##### READING PASSAGE

The end of the world...IS TOMORROW?!

Black hole sun, won’t you come?
And wash away the rain
Black hole sun, won’t you come?
Won’t you come?

just thought id point out that the machine starts in 1 hour and 20 min as of now. It will be midnight where I am when it starts.

Umm, actually … no. I’m 15 and a Sophomore in high school. Just to clarify things. And yeah the machine is coming on soon. The experiment begins on September 10 soon after 9 a.m. (0700 GMT).

I think many people don’t understand the PURPOSE of the machine (and if you are reading this post, more than likely we are all still alive, unless you are some razy time demon.)

The purpose of the machine is to create a mini black hole by launching particles art each other at the speed close to light.

The black hole is so tiny, it dissipates within a millisecond.

this more than likely happens around us all the time and we don’t notice it, because obviously we don’t notice when particles collide.

it also happens in the earth’s atmosphere, which we do know. guess what? we’re still here!

So when they say ‘black hole’ they DONT mean mega huge planet-sucking thing. They mean tiny, atom sized black hole that we can record. which is good. we may be able to study material that hasn’t been around since the big bang!

woohoo!

Sorry to dissapoint… but the machine is underneath Cern in Geneva… :tongue:

We’ll try to destroy the world some other time then eh?

no it’s not. it’s just to make particles clash at a preposterous velocity to see what happens when you force quarks away from their triplets.

there is a little less than a chance in five hundred that a singularity will show up. it’s likely that it’ll dissipate. however, given the heat and the weird situation in which timespace will be at inside that big collider, it might just be that the odds of the singularity stabilising and becoming a baby black hole. (the odds were calculated at a little less than 1 in 10 000). in that case, there’s a chance a little over 10% (making the whole shebang 1 in 100 000) that the black hole itself will not poof away. in which case we get doomsday before christmas.

##########
##### DATA EXTRACT

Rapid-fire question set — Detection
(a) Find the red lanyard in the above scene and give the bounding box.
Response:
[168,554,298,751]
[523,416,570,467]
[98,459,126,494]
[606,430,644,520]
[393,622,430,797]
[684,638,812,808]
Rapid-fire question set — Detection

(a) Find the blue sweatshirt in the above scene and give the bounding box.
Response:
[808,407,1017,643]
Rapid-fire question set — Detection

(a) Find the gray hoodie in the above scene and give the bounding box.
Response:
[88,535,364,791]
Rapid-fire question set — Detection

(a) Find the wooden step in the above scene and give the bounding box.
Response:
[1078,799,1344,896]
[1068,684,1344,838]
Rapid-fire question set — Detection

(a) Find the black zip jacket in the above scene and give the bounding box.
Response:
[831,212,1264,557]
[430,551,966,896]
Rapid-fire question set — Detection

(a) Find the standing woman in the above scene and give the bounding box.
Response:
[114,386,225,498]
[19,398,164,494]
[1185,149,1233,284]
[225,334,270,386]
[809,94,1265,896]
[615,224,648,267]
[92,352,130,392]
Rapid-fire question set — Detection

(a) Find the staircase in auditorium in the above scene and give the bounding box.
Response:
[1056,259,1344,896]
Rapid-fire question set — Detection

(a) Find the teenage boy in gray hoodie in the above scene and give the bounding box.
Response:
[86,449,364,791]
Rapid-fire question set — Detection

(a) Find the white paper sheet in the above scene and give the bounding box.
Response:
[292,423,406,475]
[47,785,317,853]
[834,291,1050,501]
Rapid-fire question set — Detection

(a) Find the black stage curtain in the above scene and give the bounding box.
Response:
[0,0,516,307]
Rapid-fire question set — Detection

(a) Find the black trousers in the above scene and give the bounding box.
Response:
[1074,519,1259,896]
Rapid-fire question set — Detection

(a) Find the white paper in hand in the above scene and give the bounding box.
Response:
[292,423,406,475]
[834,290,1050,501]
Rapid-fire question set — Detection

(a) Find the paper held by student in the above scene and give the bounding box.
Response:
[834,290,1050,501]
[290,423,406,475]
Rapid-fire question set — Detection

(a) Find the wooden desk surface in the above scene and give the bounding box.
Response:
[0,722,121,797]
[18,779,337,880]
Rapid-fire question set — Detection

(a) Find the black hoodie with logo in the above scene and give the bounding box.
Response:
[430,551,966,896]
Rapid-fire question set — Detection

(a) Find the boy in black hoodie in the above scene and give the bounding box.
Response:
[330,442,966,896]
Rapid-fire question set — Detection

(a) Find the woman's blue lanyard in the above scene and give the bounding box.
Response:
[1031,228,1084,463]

##########

Pick up the forum thread about the particle collider and tiny black holes above, and carry it on from its last post.

yes, but in a normal condition, timespace borrows energy from the future in the form of a particle-antiparticle pair which undergoes anihilation and releases a lot of energy — at which point the baby black hole goes. what we don’t know is whether or not in weird simulated conditions this will hold, as the whole “borrowing energy from the future” thing is about as complicated as quantum goes.

now you’re just skimming through the wikipedia. what arguably happens at the atmosphere is the formation of strange matter, and that’s only provided a massive ammount of energy, like a solar storm. nothing to do with black holes. as for strage matter, it might be more risky in a lab than in the skies because there’s a lot more energy going on in the LHC, and the two mainstream physics standard models of now are particularly contradictory when it comes to strage matter: one says it will dissipate under lots of energy, the other predicts that if you give it matter and heat it will subverting the whole matter around it into strangelets.

at any rate, what you’re dismissing here, Ryan, is that there is a chance a weird thing comes up from this test. the chance is very small — but it’s not a pointing at others and saying “ha, told ya” matter. no matter how small our calculated risk is, we shouldn’t treat “oh, and there’s a risk we’ll anihilate the world in the process” as someone else’s problem! there still is a chance. a small chance is nice that way: it’s not like saying it won’t happen. it just might happen.

also, we work with given figures here, but math in quantum physics is nowhere near trivial. it might just be that we’re playing the figures down compared to what they really are — and vice versa. this machine brings particle colliding to such a new level that we don’t really know what to expect. as particles approach the speed of light, they gain mass (Einstein’s equation) and lose space (Lorentz contraction) approaching ever more state necessary to form a stable singularity. and hey, the LHC is still a human-made machine — the collider itself is subject to math errors and engineering flaws.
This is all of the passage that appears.